Exact repetition is required: output every record in full.

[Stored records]
....

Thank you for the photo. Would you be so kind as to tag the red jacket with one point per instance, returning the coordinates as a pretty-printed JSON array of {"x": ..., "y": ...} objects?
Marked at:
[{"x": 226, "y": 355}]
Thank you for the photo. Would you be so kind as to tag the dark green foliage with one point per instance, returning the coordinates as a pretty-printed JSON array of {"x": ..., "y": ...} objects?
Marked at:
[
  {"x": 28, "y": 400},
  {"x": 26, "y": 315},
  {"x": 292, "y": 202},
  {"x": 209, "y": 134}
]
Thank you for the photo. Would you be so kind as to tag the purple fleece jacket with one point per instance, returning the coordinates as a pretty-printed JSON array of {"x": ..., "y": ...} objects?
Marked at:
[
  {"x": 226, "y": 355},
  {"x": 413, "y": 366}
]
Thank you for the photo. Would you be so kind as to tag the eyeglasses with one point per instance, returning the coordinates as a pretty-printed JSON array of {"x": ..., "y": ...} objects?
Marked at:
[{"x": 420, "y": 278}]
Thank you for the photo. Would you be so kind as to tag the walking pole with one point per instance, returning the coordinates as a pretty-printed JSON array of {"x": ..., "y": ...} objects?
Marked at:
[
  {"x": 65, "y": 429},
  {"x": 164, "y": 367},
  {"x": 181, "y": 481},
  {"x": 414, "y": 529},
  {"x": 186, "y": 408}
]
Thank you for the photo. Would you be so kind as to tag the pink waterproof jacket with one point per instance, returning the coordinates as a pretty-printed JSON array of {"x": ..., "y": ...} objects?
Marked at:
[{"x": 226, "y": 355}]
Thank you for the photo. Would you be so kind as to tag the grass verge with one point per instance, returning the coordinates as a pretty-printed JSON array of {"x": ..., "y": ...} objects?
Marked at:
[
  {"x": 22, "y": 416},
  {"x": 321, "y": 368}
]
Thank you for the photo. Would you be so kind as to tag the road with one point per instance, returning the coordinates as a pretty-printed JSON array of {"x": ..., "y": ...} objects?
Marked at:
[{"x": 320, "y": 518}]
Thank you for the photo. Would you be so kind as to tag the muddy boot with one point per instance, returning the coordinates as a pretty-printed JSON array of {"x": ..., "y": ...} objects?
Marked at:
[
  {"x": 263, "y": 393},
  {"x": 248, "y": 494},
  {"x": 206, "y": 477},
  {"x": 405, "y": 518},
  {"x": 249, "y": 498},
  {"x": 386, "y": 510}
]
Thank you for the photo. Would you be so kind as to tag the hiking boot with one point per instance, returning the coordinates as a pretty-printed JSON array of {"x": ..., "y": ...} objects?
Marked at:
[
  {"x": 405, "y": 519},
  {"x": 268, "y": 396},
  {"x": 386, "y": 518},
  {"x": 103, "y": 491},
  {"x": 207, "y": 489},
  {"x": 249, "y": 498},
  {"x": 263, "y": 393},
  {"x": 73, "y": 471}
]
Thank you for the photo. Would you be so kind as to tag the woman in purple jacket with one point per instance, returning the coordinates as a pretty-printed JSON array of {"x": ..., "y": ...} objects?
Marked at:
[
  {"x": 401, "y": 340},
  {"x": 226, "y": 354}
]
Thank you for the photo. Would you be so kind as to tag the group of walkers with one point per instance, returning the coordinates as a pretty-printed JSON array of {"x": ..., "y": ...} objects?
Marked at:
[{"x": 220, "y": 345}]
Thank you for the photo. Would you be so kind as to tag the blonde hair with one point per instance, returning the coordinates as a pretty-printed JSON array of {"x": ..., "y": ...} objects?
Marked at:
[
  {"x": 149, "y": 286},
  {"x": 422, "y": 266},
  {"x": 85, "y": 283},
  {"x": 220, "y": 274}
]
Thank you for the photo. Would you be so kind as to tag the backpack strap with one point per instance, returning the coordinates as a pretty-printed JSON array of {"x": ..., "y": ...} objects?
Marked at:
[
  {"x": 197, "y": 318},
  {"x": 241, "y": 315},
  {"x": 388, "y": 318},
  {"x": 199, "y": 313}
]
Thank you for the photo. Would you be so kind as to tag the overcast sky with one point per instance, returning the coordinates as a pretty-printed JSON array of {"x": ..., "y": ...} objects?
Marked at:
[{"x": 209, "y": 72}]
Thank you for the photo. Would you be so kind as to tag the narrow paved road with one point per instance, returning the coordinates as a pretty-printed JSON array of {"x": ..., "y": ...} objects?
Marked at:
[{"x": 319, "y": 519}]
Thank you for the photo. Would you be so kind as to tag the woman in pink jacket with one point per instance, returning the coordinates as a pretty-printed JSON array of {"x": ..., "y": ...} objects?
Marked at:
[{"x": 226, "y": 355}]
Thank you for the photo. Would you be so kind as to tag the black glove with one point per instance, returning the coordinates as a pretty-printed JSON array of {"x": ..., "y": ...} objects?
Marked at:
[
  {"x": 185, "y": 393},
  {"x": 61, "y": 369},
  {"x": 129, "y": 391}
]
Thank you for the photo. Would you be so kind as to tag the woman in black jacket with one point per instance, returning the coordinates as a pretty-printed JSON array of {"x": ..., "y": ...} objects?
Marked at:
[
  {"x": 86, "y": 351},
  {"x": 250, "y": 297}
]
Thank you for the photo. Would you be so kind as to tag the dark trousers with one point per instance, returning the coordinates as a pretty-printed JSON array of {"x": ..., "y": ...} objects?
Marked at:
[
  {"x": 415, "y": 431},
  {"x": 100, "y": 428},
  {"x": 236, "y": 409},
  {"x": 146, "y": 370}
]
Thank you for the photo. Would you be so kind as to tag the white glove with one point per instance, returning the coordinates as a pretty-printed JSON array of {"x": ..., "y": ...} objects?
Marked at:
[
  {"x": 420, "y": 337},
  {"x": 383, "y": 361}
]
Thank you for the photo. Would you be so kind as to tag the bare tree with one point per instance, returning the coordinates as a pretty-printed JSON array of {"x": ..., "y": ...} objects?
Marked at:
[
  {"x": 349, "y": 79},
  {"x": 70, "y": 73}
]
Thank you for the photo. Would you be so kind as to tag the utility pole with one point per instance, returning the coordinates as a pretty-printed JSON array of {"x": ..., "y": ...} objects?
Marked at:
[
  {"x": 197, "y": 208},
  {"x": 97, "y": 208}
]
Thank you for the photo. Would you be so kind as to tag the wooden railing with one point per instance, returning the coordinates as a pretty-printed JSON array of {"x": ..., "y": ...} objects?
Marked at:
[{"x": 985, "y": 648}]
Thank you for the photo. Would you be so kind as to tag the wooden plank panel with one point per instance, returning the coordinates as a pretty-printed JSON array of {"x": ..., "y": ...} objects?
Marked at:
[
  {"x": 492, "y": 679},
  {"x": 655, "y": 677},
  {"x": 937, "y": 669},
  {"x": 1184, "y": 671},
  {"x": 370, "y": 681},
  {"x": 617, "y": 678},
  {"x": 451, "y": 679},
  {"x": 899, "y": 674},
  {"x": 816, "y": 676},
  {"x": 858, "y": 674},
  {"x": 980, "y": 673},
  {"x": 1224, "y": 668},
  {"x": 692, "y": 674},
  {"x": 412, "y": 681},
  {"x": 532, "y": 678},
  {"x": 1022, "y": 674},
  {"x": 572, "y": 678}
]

....

= WRITTEN ANSWER =
Thank you for the photo. Would you be so kind as to tag the red jacket with one point per instance, returning the coordinates as a pretty-printed JSON array of {"x": ..., "y": ...} objects?
Marked at:
[{"x": 226, "y": 355}]
Thank you for the photo. Would you be so kind as to tag the dark green foliage with one point per instance, returning the coordinates as a pretty-printed JSON array of {"x": ..., "y": ...} objects?
Marked at:
[
  {"x": 28, "y": 400},
  {"x": 26, "y": 315},
  {"x": 292, "y": 202},
  {"x": 209, "y": 134}
]
Thank you for the photo. Would you be so kind as to tag the purple fleece jacket with one point per instance, returning the coordinates as a pretty-printed JSON array of {"x": ..., "y": ...} objects?
Marked at:
[
  {"x": 226, "y": 355},
  {"x": 413, "y": 366}
]
Thank you for the photo. Would you be so kind as to tag the eyeglasses with one point per instance, returning the coordinates as a pretty-printed JSON array of {"x": ..., "y": ...} objects?
Marked at:
[{"x": 420, "y": 278}]
Thank you for the photo. Would you be so kind as to tag the walking pole with one point per instance, returning the coordinates as a pretty-printed JSON array of {"x": ..., "y": ...} objects?
Marked at:
[
  {"x": 65, "y": 429},
  {"x": 164, "y": 367},
  {"x": 181, "y": 481},
  {"x": 414, "y": 529},
  {"x": 186, "y": 408}
]
Thank you for the photo. Would you be so kind as to tag the pink waterproof jacket with one point per instance, returning the coordinates as a pretty-printed JSON array of {"x": ..., "y": ...} objects?
Marked at:
[{"x": 226, "y": 355}]
Thank you for the photo. Would you be so kind as to tag the grass verge with one point per instance, returning the coordinates as a pretty-printed JSON array of {"x": ..., "y": ...} objects?
Marked at:
[
  {"x": 22, "y": 416},
  {"x": 321, "y": 368}
]
Thank you for the photo. Would you be so kind as to tag the road with one point per instance, returning the coordinates as a pretty-printed JSON array of {"x": ..., "y": ...} objects?
Marked at:
[{"x": 320, "y": 518}]
Thank you for the photo. Would you be so kind as to tag the muddy boot with one point per instance, returning the coordinates as a pretty-printed JSON array of {"x": ..., "y": ...} objects?
Marked at:
[
  {"x": 263, "y": 393},
  {"x": 248, "y": 494},
  {"x": 206, "y": 477},
  {"x": 405, "y": 518},
  {"x": 249, "y": 498},
  {"x": 386, "y": 510}
]
Thank you for the photo. Would you be so kind as to tag the hiking boot with one point per instance, returning the coordinates as a pretty-printed JSON array of {"x": ..., "y": ...} objects?
Marked at:
[
  {"x": 405, "y": 519},
  {"x": 268, "y": 396},
  {"x": 386, "y": 518},
  {"x": 103, "y": 491},
  {"x": 207, "y": 489},
  {"x": 249, "y": 498},
  {"x": 263, "y": 393},
  {"x": 73, "y": 471}
]
Thank you for the photo. Would you be so kind as to tag the woman in purple jacket with one point per instance, returning the coordinates as a pretty-printed JSON array of {"x": ..., "y": ...} objects?
Marked at:
[
  {"x": 401, "y": 340},
  {"x": 226, "y": 354}
]
Thank you for the photo. Would you be so kind as to tag the group of walkers with one point per instance, returning the coordinates as a pretty-printed JSON array of {"x": ..., "y": ...} objects?
Marked at:
[{"x": 220, "y": 345}]
Thank you for the photo. Would you be so kind as to tag the blonde hair with one point per instance, returning the coordinates as a pretty-printed JSON array of {"x": ..., "y": ...} objects?
Marked at:
[
  {"x": 149, "y": 286},
  {"x": 422, "y": 266},
  {"x": 85, "y": 283},
  {"x": 220, "y": 274}
]
Thank you for the photo. Would you be so kind as to tag the backpack strap with one point per instance, returning the coordinates as a pretty-printed JSON array of {"x": ..., "y": ...} objects?
Marked at:
[
  {"x": 197, "y": 318},
  {"x": 241, "y": 315},
  {"x": 388, "y": 318},
  {"x": 199, "y": 313}
]
Thank you for the photo. Would you be so kind as to tag the overcast sky with one point per instance, returning the coordinates as a pretty-printed JSON array of {"x": ..., "y": ...} objects?
Marked at:
[{"x": 209, "y": 72}]
Thank you for the photo. Would you be so kind as to tag the narrow paved road with one point per instance, returning the coordinates as a pretty-printed JSON array of {"x": ..., "y": ...} objects?
Marked at:
[{"x": 319, "y": 519}]
Thank you for the photo. Would you be so kind as to tag the woman in pink jacket with one point per instance, returning the coordinates as a pretty-printed JSON array of {"x": ..., "y": ...} objects?
Marked at:
[{"x": 226, "y": 355}]
Thank you for the photo. Would you be so kind as to tag the black glove with one point per instance, returning the coordinates as a pretty-printed JSON array of {"x": ..., "y": ...} objects?
Marked at:
[
  {"x": 185, "y": 393},
  {"x": 61, "y": 369},
  {"x": 129, "y": 391}
]
Thank you for the photo. Would you be so kind as to tag the woman in black jacket with one point per instance, returning the coordinates as a pretty-printed JSON array of {"x": ..., "y": ...} objects?
Marked at:
[
  {"x": 86, "y": 351},
  {"x": 250, "y": 297}
]
Thank you for the photo. Would you be so kind as to tag the dark trousers with one point per instance, returning the coordinates as a pretty-printed JSON array of {"x": ..., "y": ...} objects?
Marked at:
[
  {"x": 415, "y": 431},
  {"x": 100, "y": 428},
  {"x": 236, "y": 409},
  {"x": 146, "y": 370}
]
Thank you for the photo. Would you be so kind as to tag the white glove with one point per instance, returning the coordinates as a pretty-printed JSON array of {"x": ..., "y": ...} objects?
Marked at:
[
  {"x": 420, "y": 337},
  {"x": 383, "y": 361}
]
Thank you for the photo. Would you be so kind as to tag the bare tree with one point per instance, returning the coordinates as a pretty-printed JSON array of {"x": ..., "y": ...} objects?
Marked at:
[
  {"x": 349, "y": 79},
  {"x": 70, "y": 73}
]
Thank you for the photo. Would you be so kind as to tag the utility pole with one point per instance, returning the coordinates as a pretty-printed JSON array of {"x": ..., "y": ...} objects?
Marked at:
[
  {"x": 197, "y": 208},
  {"x": 97, "y": 208}
]
Thank you for the photo. Would you be so kind as to tag the wooden railing with one point per instance, returning the coordinates as a pretty-printed JSON array of {"x": ..., "y": ...} objects?
Marked at:
[{"x": 985, "y": 648}]
Thank you for the photo. Would you be so kind as to tag the wooden plank panel with one point per instance, returning the coordinates as a pretty-printed JSON array of {"x": ..., "y": ...} objects?
Marked at:
[
  {"x": 492, "y": 679},
  {"x": 655, "y": 677},
  {"x": 937, "y": 669},
  {"x": 1184, "y": 671},
  {"x": 370, "y": 681},
  {"x": 617, "y": 678},
  {"x": 451, "y": 679},
  {"x": 899, "y": 674},
  {"x": 816, "y": 676},
  {"x": 858, "y": 674},
  {"x": 980, "y": 673},
  {"x": 1224, "y": 668},
  {"x": 692, "y": 674},
  {"x": 412, "y": 681},
  {"x": 532, "y": 678},
  {"x": 1022, "y": 674},
  {"x": 572, "y": 678}
]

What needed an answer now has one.